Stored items
****************************************

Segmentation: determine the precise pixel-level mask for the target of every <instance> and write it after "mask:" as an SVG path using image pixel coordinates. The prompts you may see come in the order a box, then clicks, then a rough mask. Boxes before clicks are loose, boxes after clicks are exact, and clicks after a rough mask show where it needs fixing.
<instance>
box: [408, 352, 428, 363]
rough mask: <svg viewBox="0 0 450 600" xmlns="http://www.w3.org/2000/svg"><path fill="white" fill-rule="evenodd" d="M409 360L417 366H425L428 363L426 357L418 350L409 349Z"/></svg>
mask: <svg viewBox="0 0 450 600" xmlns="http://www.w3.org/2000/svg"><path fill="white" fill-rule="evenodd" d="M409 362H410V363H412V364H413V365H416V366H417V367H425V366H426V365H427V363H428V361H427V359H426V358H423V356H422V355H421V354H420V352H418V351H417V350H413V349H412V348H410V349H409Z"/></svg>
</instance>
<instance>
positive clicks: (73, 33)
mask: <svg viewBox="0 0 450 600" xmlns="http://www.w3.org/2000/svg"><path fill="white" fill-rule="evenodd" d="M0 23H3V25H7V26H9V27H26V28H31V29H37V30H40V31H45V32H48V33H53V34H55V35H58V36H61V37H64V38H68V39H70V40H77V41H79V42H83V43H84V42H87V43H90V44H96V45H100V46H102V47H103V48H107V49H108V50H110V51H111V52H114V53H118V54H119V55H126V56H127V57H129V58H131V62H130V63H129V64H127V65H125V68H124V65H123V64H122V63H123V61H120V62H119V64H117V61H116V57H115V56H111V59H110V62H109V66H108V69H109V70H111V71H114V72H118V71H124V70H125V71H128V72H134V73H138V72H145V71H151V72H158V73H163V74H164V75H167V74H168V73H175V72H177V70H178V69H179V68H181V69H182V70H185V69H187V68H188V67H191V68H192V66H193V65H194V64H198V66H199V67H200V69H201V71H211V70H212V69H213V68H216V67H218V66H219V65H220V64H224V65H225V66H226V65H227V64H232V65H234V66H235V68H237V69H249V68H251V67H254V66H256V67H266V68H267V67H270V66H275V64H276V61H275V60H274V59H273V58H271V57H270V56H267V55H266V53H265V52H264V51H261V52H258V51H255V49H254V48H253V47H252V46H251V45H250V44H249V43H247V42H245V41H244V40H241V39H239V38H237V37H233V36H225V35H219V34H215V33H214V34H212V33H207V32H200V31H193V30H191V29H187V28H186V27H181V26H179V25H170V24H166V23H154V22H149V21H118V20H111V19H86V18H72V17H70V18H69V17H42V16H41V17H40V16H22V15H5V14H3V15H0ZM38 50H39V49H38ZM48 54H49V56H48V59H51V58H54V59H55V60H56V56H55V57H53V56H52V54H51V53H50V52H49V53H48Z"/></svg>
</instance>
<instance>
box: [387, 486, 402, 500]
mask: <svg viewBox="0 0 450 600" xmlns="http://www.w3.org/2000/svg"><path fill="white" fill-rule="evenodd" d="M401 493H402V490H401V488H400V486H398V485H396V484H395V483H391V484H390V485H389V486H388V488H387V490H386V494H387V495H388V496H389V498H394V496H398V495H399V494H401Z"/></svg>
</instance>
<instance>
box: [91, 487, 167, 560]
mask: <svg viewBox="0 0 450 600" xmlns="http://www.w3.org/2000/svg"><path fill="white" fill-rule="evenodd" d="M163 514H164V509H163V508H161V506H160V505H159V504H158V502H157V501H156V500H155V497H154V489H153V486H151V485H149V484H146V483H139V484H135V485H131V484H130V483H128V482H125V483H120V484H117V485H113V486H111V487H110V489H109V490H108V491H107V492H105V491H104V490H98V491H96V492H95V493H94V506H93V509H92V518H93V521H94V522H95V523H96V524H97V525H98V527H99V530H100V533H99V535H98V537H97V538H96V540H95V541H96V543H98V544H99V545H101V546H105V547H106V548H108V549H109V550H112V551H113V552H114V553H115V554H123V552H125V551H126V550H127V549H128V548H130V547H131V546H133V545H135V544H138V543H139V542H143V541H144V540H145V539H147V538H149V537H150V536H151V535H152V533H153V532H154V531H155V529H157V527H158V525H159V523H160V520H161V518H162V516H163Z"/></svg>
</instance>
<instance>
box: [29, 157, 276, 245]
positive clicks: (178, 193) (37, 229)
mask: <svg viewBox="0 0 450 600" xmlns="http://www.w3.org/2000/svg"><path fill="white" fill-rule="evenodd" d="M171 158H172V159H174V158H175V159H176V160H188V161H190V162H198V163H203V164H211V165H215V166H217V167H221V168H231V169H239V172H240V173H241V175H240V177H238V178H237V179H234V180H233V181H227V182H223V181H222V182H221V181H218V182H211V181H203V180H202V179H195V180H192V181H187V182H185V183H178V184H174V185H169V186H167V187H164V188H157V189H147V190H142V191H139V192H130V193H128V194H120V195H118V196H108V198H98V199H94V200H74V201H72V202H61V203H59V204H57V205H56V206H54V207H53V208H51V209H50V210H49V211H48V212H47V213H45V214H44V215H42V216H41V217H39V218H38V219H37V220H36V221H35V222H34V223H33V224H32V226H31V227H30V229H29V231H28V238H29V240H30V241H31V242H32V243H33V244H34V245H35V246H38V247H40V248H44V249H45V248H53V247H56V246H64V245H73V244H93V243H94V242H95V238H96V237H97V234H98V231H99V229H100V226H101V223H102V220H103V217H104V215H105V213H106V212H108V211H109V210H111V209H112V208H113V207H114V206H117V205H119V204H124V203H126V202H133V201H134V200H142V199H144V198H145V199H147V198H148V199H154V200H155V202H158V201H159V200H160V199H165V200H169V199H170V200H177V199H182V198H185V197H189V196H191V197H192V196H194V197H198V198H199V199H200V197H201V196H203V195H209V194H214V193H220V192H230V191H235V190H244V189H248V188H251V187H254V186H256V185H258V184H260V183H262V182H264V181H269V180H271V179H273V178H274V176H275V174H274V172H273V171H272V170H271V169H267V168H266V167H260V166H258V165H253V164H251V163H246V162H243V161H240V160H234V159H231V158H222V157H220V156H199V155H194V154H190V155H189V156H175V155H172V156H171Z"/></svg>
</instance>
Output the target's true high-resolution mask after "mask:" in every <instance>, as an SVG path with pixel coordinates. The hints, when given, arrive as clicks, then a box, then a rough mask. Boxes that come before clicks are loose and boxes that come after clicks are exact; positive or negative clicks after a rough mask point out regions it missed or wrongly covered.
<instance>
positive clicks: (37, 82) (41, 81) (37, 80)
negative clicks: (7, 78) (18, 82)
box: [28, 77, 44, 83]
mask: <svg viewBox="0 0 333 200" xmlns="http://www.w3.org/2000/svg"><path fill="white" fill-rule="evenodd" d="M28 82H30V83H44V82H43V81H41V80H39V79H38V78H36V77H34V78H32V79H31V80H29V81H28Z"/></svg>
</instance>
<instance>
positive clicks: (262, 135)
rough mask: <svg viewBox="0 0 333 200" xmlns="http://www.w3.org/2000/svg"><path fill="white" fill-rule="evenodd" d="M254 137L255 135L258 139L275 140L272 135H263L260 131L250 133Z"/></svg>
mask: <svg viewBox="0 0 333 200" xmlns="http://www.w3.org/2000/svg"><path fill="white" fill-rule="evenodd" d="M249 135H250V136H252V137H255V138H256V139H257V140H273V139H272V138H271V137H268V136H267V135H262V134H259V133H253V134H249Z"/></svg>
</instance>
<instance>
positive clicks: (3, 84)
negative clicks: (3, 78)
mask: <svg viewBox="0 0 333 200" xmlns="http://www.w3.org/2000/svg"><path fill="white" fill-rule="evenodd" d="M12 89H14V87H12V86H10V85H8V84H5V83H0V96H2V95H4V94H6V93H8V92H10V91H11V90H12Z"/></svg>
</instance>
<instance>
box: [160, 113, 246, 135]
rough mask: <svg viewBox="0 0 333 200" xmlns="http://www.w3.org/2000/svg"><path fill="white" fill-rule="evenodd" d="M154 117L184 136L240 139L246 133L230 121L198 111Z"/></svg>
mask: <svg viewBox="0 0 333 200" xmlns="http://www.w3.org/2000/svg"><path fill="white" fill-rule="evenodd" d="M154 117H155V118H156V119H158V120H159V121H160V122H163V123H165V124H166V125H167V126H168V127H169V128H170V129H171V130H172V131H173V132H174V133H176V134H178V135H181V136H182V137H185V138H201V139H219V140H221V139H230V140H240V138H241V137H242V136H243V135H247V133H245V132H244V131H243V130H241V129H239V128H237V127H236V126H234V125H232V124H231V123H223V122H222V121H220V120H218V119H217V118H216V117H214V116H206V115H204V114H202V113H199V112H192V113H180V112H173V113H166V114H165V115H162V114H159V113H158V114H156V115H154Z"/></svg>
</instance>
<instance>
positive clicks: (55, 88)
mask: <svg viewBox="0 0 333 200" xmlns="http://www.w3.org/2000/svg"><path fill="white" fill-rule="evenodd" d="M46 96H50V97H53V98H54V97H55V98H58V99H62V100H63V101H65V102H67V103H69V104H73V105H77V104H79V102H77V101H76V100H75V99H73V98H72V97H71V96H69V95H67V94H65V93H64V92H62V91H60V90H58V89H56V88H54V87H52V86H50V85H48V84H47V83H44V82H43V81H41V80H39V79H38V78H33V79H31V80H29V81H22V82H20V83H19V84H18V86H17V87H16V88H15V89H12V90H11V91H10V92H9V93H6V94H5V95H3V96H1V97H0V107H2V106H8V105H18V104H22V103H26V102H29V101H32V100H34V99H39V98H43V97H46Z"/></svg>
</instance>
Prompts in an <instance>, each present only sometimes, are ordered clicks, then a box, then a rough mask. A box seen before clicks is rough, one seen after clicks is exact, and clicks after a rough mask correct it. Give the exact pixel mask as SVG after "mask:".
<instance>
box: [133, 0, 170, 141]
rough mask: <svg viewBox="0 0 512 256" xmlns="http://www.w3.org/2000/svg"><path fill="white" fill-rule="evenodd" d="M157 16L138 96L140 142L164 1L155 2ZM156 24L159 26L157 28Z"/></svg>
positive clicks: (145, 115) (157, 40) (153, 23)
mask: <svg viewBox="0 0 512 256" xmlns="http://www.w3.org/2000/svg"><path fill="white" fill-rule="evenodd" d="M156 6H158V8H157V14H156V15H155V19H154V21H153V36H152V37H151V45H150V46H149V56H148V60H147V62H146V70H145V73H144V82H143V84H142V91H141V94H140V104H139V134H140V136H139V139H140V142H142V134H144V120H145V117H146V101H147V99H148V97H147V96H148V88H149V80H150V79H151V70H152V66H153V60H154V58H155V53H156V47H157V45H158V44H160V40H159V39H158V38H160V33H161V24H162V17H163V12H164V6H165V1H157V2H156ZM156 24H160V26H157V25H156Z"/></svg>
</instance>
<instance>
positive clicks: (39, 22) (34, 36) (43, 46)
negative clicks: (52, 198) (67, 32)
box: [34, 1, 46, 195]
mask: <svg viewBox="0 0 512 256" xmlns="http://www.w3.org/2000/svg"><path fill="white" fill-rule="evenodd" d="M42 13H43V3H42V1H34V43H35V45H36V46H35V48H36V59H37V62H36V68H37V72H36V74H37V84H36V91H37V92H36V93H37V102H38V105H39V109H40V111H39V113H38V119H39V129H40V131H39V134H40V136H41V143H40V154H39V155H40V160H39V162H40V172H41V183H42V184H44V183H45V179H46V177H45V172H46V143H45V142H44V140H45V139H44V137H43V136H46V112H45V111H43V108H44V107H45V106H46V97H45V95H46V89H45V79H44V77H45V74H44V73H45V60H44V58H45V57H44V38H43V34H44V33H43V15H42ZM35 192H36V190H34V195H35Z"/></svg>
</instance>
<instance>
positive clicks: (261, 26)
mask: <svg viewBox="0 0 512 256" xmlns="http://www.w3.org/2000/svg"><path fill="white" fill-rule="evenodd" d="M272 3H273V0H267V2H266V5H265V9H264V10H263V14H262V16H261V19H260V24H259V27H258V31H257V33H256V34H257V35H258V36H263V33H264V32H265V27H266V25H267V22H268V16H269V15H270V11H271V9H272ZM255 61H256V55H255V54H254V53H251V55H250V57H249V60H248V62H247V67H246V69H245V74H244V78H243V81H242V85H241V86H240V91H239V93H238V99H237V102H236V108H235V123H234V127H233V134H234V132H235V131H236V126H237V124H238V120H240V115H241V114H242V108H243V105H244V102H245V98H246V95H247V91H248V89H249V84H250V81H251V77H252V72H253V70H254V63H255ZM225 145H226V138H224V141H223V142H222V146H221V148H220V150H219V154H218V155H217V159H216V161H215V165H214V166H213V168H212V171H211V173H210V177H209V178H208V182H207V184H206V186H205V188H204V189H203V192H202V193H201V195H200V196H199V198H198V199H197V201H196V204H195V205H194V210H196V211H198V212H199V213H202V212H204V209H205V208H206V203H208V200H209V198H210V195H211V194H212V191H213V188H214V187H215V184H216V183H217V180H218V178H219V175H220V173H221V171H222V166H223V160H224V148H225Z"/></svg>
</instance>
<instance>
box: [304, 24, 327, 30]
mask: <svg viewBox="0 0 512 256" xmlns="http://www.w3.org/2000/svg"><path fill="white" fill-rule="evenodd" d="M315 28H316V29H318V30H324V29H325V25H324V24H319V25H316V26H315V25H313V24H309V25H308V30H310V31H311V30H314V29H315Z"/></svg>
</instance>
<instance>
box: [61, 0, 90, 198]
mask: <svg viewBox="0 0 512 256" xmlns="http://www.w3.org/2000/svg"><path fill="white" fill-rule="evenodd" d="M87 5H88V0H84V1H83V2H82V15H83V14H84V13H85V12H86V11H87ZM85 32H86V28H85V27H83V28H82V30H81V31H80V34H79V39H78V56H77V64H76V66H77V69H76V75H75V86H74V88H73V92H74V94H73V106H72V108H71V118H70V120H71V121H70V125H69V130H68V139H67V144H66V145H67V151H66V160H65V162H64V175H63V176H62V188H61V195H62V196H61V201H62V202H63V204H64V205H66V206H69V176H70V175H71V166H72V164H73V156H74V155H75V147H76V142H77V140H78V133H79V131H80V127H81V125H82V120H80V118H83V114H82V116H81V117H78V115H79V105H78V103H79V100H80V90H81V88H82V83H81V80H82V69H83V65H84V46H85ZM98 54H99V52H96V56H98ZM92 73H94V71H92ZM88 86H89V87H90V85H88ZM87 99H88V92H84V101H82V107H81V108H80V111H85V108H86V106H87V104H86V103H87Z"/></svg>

****************************************

Problem to solve -
Above are the entries. Copy exactly the part that opens with the line containing "Prompts in an" and closes with the line containing "16L138 96L140 142L164", and no more.

Finished task -
Prompts in an <instance>, each present only sometimes, are ordered clicks, then a box, then a rough mask. A box seen before clicks is rough, one seen after clicks is exact, and clicks after a rough mask correct it. Give the exact pixel mask as SVG after "mask:".
<instance>
box: [133, 0, 170, 141]
rough mask: <svg viewBox="0 0 512 256" xmlns="http://www.w3.org/2000/svg"><path fill="white" fill-rule="evenodd" d="M157 16L138 96L140 142L164 1L155 2ZM156 24L159 26L157 28Z"/></svg>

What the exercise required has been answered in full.